Records contained in a dataset

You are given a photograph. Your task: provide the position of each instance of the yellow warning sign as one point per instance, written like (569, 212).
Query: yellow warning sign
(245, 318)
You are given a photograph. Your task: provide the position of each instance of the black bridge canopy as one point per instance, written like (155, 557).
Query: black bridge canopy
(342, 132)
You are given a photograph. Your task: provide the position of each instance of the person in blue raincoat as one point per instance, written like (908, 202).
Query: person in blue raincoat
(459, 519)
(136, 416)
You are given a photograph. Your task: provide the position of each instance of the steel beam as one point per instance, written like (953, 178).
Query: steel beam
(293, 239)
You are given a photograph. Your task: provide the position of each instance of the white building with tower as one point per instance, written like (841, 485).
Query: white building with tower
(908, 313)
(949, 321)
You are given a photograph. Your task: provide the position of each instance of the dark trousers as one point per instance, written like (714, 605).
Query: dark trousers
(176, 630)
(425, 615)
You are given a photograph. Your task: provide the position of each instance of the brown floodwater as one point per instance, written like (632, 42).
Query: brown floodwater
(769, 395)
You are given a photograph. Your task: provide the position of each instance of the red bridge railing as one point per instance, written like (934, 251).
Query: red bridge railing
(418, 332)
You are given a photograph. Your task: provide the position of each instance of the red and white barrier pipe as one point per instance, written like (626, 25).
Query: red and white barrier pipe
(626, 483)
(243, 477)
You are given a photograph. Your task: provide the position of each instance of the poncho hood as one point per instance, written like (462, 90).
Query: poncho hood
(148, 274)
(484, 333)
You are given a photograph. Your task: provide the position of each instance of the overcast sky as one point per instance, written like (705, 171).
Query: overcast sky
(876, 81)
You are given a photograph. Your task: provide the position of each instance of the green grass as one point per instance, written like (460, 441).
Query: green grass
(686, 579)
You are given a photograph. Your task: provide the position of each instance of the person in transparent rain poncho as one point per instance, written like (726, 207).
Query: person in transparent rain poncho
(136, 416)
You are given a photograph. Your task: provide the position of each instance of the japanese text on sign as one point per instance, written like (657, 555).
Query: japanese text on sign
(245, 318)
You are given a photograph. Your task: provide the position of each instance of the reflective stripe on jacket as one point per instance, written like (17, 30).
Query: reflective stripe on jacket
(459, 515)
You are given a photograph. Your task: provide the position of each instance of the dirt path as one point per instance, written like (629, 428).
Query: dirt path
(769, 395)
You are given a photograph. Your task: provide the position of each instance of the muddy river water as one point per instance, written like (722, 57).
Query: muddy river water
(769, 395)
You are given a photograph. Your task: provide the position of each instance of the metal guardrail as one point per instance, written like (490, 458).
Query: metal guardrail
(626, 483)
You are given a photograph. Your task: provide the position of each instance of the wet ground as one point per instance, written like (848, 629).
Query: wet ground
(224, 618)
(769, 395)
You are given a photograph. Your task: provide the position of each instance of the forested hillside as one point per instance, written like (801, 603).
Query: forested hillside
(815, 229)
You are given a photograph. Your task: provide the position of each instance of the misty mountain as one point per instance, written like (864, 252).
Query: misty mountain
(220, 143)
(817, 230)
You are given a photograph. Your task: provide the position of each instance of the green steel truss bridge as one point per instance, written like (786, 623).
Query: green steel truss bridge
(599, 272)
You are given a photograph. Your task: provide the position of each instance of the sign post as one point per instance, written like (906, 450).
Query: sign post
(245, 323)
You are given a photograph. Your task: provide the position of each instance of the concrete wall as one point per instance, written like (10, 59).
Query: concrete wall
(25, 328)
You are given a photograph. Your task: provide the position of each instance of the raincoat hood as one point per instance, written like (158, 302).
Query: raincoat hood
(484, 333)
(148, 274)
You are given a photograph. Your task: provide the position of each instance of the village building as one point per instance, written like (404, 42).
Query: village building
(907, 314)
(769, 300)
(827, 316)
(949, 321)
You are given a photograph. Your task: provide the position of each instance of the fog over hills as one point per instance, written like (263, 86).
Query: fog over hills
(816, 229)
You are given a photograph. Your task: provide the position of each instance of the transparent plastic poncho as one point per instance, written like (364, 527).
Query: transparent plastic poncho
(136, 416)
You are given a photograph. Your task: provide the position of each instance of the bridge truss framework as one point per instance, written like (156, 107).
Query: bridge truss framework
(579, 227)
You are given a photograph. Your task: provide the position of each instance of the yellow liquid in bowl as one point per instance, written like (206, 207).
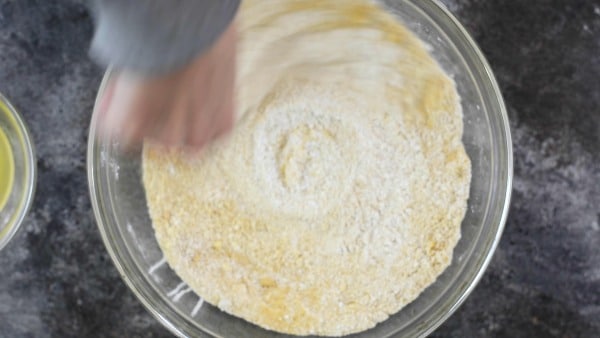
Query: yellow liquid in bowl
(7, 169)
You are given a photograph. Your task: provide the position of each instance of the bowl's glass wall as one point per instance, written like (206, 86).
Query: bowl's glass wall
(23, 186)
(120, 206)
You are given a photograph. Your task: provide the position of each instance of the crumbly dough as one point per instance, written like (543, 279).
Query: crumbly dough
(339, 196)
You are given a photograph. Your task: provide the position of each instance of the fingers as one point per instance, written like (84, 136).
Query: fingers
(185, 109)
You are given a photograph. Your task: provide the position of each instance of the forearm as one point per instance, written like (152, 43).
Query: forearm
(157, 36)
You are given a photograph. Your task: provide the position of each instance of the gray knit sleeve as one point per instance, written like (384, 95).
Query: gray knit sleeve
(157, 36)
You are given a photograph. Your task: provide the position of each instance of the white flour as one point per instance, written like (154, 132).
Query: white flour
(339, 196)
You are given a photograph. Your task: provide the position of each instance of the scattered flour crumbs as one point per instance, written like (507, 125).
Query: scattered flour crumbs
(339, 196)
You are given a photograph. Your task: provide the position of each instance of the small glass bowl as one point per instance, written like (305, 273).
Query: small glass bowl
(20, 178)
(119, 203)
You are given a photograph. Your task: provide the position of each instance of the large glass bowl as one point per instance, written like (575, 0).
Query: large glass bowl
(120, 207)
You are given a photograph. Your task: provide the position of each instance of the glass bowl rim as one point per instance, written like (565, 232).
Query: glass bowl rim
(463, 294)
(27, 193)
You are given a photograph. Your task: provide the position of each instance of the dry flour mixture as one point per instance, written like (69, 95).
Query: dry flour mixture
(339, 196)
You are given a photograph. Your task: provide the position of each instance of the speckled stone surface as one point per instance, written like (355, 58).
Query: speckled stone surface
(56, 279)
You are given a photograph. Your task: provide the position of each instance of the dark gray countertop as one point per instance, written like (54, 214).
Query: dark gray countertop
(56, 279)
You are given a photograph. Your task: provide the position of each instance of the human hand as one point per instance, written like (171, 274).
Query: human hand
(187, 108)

TASK INSTRUCTIONS: Look above for the line holding "Query: fingers" and the line holding "like (565, 232).", then output exactly those two lines and every line between them, nothing more.

WRITTEN SOLUTION:
Query: fingers
(185, 109)
You are given a photograph. Your task: provide the position of each instance of the forearm as one point per instance, written like (152, 43).
Query: forearm
(157, 36)
You are given a photograph. Your task: provide the position of each instance of the gray knit sleeve as one point per instance, written like (384, 95).
Query: gray knit sleeve
(157, 36)
You are given a photograph. Your task: provide the position of each instance of the white flour as one point per instance, written like (154, 132).
Query: white flour
(339, 196)
You are given a photograph. Your task: provide the position of each instance of the scattered flour crumbs as one point per instance, written like (507, 125).
Query: scattered flour crumbs
(339, 196)
You are given a photograph. Your task: provide the position of each instance of the small glass bowl as one point per instance, written like (305, 273).
Query: small glass bowl
(20, 178)
(119, 203)
You are given a photograph. Your task: provide the position of each instance of the large glass bowl as one point per instance, written like (575, 0).
Query: large glass bowl
(120, 207)
You are given a photograph. Your task: provide the position of each instance of the glass bowl rim as one point per instance, written like (565, 232).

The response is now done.